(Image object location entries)
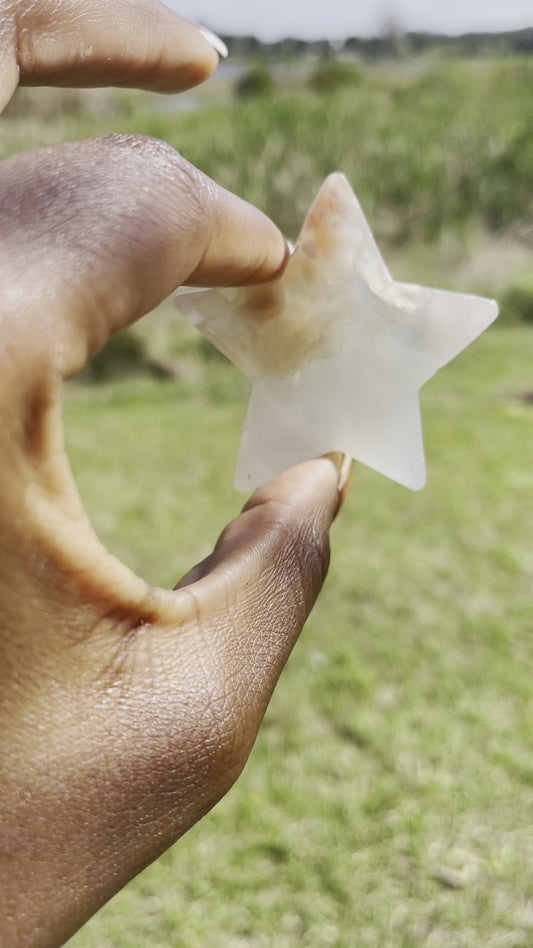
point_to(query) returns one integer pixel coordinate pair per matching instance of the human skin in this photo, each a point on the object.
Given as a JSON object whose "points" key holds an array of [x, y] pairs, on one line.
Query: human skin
{"points": [[126, 711]]}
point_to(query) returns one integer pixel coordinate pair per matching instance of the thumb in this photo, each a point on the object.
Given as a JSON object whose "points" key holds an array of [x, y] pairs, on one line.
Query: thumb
{"points": [[105, 229]]}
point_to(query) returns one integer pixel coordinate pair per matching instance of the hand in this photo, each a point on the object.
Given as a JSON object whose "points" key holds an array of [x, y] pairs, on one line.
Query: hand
{"points": [[126, 711]]}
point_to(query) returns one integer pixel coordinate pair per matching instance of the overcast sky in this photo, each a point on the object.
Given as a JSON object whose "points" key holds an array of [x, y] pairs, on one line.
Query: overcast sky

- Brief: Set the pictures aside and transcribe the data above exactly.

- Task result:
point_to(query) returns one integer pixel coordinate pair per matching instance of the human skin in this photo, each a point on the object.
Given as a JSON object whose "points" key holds an array of [x, y] pairs, on one line.
Query: human skin
{"points": [[126, 711]]}
point_to(query) returns one integer pixel coordinate pair per matching instance of the thumb in this photo, each a point on the object.
Given as a JSON object whose "points" key holds an array of [x, y] pairs, on one line.
Query: thumb
{"points": [[105, 229]]}
point_to(query) returns one integer pixel coordinate pair per matching instance of the hand in this photo, each a point on the object.
Given as a JSON object whose "points" key holds an array of [x, y] pairs, on one line.
Query: hand
{"points": [[126, 711]]}
point_to(query) returns one integer pixel coordinate pair per matching instance of the overcast sky in this photo, each a point on the object.
Given as a JSON object whose "points" key holds an array of [x, y] pairs, on one line.
Query: overcast sky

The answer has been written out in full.